* [Passage]
=======

This is an audio transcript of the FT Weekend podcast episode: ‘AI hits the music industry

Lilah Raptopoulos
Hi, listeners. A quick correction before we start the show. Last week we ran a rerun about women spies. And in the intro we said that Britain recently appointed one of the women in the story to director of GCHQ. That was wrong. Britain did recently appoint the first woman director of GCHQ, but it wasn’t one of the women interviewed for this story.

Also a note on this episode, which is about AI and music. We want to be clear that it does include material that’s been generated by FT journalists using AI tools. We’ve done it to illustrate just how much AI is influencing the music industry. OK, on with the show.

[MUSIC PLAYING]

The legendary musician Tom Waits has always been known for this growling voice and for songs that tell stories. He’s one of those musicians that other musicians idolise because he’s gritty and experimental and hard to pin down. To get a sense, here’s a beat from his song Downtown Train.

[‘DOWNTOWN TRAIN’ BY TOM WAITS PLAYING]

Recently our pop music critic here at the FT, Ludo Hunter-Tilney, did something very un-Tom Waits. He got him to sing Abba.

[AI-GENERATED ‘DANCING QUEEN’ IN THE STYLE OF TOM WAITS PLAYING]

Lilah Raptopoulos
You may be wondering, did Ludo call Tom Waits and convince him to sing Dancing Queen by Abba? He did not. What Ludo did was use an AI algorithm to create a voice that sounded like Tom Waits singing Abba.

Ludo Hunter-Tilney
I mean, it sounded wobbly at the beginning, but then suddenly the voice clicked. It clicked in as Abba really got into their stride. Waits in Abba for a brief but deliriously exciting moment as one in harmony.

Lilah Raptopoulos
AI technology is now sophisticated enough that you can use a series of different programs to make up an entire deepfake song. And that means that the music industry is actively trying to figure out what that means as we speak. Here are few examples. Recently, a deepfake song came out that featured the voices of Drake and The Weeknd, and it started charting. And Universal Music filed a complaint and got it removed very swiftly from Spotify and Apple. Meanwhile, the musician Grimes is encouraging fans to make deepfake songs that use her voice if they split royalties with her. But legal enforcement is murky here across the board because there’s a funny legal loophole on voices.

=======

* [Assignment A]
Summarize the podcast transcript on AI and music in three sentences.
* [Assignment B]
Pick up the podcast transcript on AI and music after its final line and continue it.
The data that comes next is from a separate source.

=======

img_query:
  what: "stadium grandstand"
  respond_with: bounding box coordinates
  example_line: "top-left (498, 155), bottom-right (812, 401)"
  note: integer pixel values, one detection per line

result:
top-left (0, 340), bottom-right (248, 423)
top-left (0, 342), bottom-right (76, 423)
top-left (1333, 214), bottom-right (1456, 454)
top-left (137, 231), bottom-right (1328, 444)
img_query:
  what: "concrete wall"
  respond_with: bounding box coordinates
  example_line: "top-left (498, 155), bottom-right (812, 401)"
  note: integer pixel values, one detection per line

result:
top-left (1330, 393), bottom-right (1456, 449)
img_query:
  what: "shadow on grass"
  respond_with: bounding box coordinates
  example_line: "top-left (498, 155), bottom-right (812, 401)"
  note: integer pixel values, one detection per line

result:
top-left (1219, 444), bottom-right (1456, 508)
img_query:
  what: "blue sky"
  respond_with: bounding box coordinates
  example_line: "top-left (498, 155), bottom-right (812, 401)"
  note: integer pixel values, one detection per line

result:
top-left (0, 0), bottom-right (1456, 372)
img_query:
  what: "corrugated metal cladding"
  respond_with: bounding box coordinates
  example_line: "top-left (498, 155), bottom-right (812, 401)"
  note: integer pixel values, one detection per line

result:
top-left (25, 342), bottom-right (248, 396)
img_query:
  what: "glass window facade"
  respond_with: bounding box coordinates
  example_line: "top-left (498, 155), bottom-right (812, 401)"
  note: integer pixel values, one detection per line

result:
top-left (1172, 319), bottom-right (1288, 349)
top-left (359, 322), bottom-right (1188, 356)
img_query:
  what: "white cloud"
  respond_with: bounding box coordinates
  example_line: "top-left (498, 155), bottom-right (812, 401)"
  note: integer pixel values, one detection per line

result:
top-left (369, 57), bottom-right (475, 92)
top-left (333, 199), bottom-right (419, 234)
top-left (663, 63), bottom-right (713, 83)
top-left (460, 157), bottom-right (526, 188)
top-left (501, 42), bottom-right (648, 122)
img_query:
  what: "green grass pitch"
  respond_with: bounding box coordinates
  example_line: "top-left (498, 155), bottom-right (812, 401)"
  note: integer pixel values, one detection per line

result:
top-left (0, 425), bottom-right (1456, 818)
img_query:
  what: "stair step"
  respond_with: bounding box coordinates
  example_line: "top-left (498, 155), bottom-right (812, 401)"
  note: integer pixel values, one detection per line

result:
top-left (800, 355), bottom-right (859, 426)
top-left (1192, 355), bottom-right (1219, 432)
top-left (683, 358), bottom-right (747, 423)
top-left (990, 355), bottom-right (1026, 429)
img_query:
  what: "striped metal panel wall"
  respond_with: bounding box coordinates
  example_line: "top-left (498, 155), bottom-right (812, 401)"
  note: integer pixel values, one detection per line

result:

=======

* [Task response A]
The episode opens with a correction about the appointment of the first woman director of GCHQ and a note that it includes material FT journalists generated with AI tools. FT pop music critic Ludo Hunter-Tilney used an AI algorithm to create a voice that sounded like Tom Waits singing Abba's Dancing Queen. AI can now produce entire deepfake songs, and the music industry is trying to work out what that means while legal enforcement remains murky because of a loophole on voices.

* [Task response B]
Ludo Hunter-Tilney
Well, one thing I leverage interestingly, was that we can’t copyright the sound of our voices. We can copyright recordings. But we can’t copyright the sound to them. The sonic frequency at which you and I speak, or the frequencies that which we speak, we don’t own those. They’re not . . . we can’t own a sonic frequency. So I found that I was interested about the implications it has for the idea of ownership.

Lilah Raptopoulos
Today Ludo comes on the show to talk about how these songs are getting made and the implications. He also wrote a whole new song in the actual style of Tom Waits for an AI Tom Waits performance. We get to hear that too. But I am here to say it did not go great.

This is FT Weekend. I’m Lilah Raptopoulos.

[MUSIC PLAYING]

Hi, Ludo. Welcome back to the show.

Ludo Hunter-Tilney
Hello, Lilah. Thank you very much for having me on the show.

Lilah Raptopoulos
I’m so happy to have you here. So, Ludo, you have been playing with music generated by AI. And before we get into what you’ve been making, I have to tell you that late last night, I got a text from my producer, Katya, with a piece of audio that she made for you. And it’s amazing. (Chuckles)

Ludo Hunter-Tilney
OK, I look forward to this.

Lilah Raptopoulos
And we’re going to play it for you.

Clip of AI-generated Snoop Dogg voice clone
What if you could make Snoop Dogg say or sing anything you wanted? I’m doing right now. I’m using an AI-generated version of Snoop Dogg to say that my colleague Ludo Hunter-Tilney is top dog. Snoop Dogg has never seen this. What an algorithm has trained to sound like Snoop. Snoop, if you’re out there, we love to have you on the show. This is FT Weekend. I’m Lilah Raptopoulos.

Ludo Hunter-Tilney
(Laughter) Brilliant. I love that. A shout-out from Snoop. From an AI Snoop.

Lilah Raptopoulos
We did our best.

Ludo Hunter-Tilney
Well, I thought that that Snoop, I mean, was sounding very convincing. I mean, perhaps because I was sort of so hoping that I would one day hear him say those words, say my name. (Laughter) For me, that sounded very Snoopy.

Lilah Raptopoulos
You know, there’s nothing that I wanted more than having Snoop Dogg pretend to be me and welcome in the show.

Ludo Hunter-Tilney
So what we have there is the voice clone of Snoop Dogg, and it’s become this year — the technology to make this has been around for a bit — but this year it has become so mass the mass availability because this has happened and it’s just this out there, it’s become more powerful. It’s become easier to use, and suddenly the world is rushing in to go and create their own celebrity voices.

Lilah Raptopoulos
Right.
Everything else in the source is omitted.